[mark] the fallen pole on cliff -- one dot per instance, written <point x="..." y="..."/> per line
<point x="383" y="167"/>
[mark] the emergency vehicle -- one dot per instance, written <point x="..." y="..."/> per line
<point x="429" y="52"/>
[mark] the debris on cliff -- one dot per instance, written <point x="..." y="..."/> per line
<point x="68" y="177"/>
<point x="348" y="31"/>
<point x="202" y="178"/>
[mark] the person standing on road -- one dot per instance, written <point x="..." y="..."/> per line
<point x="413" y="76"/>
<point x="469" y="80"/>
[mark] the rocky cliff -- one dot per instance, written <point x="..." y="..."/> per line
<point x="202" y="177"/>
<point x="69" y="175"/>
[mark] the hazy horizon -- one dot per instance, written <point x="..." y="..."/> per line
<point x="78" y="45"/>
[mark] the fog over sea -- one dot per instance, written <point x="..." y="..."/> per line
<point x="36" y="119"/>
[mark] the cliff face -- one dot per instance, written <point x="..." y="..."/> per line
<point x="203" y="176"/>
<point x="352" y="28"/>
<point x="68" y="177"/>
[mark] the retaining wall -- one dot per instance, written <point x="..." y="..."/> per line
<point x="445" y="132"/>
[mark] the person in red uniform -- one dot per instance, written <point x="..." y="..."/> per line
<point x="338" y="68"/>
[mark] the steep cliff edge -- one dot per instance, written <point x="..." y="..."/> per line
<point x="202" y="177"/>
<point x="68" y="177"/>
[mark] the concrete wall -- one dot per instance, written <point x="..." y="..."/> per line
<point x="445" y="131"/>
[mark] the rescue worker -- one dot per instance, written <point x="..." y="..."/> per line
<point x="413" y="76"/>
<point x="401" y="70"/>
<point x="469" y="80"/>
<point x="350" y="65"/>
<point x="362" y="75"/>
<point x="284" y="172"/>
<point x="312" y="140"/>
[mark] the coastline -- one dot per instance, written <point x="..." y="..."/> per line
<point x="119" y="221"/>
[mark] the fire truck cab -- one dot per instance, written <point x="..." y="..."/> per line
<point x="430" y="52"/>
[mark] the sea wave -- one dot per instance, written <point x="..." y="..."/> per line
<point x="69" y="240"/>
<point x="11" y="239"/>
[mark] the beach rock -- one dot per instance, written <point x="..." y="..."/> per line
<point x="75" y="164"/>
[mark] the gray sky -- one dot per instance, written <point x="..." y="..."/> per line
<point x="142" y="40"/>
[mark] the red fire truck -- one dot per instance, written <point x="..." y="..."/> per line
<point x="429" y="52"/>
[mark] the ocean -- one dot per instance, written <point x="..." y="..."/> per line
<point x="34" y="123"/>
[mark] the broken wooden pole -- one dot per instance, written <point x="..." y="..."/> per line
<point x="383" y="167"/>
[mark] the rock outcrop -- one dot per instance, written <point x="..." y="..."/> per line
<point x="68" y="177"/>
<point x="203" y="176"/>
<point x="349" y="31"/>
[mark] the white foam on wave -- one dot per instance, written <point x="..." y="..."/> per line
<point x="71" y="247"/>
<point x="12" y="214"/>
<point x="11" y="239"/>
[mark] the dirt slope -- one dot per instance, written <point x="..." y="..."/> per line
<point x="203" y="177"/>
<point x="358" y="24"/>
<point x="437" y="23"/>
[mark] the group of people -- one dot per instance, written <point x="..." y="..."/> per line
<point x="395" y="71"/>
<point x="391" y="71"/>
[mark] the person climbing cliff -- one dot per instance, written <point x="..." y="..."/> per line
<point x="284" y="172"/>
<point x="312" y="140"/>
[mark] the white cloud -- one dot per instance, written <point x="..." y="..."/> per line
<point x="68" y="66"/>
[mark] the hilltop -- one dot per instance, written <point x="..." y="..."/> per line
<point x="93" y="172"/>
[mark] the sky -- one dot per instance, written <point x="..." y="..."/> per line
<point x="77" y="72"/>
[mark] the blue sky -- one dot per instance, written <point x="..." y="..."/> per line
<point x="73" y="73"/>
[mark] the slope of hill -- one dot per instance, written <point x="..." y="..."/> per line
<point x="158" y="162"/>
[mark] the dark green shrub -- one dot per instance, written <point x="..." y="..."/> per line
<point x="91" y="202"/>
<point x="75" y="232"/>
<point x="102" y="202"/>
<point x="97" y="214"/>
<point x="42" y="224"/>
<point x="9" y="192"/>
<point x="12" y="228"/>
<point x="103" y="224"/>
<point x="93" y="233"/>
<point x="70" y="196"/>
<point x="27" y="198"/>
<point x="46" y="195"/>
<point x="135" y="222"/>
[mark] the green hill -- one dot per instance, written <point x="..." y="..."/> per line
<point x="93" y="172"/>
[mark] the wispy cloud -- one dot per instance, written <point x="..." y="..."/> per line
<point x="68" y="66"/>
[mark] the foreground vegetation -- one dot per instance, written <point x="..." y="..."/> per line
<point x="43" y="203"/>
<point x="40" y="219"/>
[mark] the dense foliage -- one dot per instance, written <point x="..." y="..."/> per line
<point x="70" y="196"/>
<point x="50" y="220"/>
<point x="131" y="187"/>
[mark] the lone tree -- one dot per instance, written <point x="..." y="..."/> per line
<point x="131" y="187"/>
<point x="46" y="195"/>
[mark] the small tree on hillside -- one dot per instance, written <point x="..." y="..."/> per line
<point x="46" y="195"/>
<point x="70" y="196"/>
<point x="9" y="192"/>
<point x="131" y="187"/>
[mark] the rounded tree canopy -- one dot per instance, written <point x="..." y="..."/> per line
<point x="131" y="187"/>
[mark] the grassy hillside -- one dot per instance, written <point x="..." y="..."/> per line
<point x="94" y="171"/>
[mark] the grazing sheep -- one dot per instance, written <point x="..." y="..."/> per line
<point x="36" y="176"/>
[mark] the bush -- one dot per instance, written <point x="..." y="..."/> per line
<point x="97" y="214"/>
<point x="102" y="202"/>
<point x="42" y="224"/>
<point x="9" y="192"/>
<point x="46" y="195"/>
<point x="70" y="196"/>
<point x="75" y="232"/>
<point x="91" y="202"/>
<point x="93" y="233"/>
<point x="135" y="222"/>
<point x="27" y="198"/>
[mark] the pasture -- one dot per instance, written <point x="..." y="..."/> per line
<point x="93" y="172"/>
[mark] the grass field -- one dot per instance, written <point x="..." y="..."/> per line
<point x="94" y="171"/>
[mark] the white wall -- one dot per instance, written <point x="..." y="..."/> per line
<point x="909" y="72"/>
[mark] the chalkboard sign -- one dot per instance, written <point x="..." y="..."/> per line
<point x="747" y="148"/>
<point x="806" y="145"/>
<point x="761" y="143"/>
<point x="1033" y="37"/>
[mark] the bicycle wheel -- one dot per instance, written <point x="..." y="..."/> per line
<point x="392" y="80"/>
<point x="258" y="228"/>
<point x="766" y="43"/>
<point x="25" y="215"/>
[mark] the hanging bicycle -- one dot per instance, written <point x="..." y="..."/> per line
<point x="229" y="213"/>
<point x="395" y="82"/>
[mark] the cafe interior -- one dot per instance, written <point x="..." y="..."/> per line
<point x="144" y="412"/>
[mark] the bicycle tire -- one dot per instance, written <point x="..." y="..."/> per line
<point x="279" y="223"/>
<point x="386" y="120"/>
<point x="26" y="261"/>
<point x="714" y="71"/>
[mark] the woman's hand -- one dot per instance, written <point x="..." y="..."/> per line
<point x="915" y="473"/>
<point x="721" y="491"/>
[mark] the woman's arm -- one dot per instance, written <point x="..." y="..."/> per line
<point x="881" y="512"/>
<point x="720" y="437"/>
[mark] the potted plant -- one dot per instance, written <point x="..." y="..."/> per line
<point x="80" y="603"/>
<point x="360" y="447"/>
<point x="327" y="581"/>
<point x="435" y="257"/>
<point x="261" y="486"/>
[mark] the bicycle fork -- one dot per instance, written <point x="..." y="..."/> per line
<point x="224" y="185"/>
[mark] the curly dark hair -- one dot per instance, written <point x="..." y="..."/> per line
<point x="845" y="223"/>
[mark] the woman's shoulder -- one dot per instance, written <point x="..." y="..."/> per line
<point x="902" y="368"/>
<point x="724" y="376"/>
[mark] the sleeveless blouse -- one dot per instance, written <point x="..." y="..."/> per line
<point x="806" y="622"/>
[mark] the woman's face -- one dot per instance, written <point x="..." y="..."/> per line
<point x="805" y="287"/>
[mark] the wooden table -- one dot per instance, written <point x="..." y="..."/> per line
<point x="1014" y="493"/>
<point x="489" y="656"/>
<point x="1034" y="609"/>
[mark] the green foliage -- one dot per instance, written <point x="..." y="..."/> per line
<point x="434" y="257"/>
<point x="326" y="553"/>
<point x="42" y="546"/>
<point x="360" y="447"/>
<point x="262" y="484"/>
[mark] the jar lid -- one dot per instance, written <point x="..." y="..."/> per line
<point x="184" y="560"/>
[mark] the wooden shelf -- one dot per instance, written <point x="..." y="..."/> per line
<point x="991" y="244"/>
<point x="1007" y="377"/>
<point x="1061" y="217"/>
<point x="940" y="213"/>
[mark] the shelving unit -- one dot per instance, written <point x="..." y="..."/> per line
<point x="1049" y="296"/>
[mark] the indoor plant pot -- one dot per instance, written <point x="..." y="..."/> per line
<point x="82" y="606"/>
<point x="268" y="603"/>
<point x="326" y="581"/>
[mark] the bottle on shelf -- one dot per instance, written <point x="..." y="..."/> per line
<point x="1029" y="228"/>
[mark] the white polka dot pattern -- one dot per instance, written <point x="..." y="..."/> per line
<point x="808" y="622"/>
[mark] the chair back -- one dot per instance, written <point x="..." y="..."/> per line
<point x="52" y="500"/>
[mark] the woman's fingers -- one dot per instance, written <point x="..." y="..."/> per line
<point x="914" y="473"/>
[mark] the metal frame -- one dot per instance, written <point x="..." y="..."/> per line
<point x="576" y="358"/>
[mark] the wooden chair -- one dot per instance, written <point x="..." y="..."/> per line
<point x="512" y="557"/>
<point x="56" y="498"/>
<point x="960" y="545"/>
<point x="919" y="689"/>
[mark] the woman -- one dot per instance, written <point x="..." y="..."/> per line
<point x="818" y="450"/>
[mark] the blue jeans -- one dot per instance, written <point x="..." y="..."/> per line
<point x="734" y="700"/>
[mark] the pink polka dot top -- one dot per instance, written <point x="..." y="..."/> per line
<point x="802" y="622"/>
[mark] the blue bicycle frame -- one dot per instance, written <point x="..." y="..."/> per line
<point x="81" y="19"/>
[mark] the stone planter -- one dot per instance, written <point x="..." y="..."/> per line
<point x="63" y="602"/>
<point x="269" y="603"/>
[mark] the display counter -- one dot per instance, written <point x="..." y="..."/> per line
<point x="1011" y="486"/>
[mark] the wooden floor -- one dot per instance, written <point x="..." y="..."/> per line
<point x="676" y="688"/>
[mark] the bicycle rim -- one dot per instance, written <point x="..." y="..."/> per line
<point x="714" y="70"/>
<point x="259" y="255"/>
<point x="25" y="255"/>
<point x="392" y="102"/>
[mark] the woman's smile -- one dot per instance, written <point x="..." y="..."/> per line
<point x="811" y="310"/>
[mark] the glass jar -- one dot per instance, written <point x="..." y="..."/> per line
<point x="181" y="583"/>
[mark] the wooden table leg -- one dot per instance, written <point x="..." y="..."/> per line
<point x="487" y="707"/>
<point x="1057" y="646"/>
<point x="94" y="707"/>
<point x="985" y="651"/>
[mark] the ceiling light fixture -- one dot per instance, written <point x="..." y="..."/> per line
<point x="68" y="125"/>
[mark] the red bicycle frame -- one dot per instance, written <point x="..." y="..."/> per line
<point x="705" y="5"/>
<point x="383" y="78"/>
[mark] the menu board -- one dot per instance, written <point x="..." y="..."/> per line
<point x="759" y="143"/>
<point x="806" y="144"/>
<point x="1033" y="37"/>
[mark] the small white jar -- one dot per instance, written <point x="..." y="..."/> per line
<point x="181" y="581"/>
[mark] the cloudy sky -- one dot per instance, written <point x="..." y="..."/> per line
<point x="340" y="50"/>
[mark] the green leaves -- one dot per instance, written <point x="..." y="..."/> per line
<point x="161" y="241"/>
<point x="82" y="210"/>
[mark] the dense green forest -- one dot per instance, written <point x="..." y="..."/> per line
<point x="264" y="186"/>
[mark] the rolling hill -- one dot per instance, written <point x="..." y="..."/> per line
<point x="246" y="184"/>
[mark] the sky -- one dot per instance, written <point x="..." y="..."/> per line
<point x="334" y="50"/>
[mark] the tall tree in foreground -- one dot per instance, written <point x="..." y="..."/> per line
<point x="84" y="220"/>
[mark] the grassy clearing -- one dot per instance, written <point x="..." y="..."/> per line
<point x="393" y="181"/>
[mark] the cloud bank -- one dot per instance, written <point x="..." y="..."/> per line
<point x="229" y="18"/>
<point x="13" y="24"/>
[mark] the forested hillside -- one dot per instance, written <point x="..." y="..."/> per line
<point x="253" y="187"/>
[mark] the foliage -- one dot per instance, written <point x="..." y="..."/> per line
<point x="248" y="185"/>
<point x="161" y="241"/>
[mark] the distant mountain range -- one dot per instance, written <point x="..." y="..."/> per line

------------

__Task description__. Set down exactly the line with "[mark] the grassy clearing" and each line after it up to the end of the records, adding nothing.

__Response__.
[mark] the grassy clearing -- one dot per instance, written <point x="..." y="..."/> per line
<point x="393" y="181"/>
[mark] the cloud bank -- one dot per instance, written <point x="..." y="..."/> per line
<point x="229" y="18"/>
<point x="13" y="24"/>
[mark] the forested hillside -- one dot per instance, written <point x="..." y="..."/> per line
<point x="253" y="187"/>
[mark] the foliage -- one dot per instance, written <point x="..." y="..."/> per line
<point x="248" y="185"/>
<point x="161" y="241"/>
[mark] the distant mountain range -- one dot per instance, written <point x="..." y="..."/> per line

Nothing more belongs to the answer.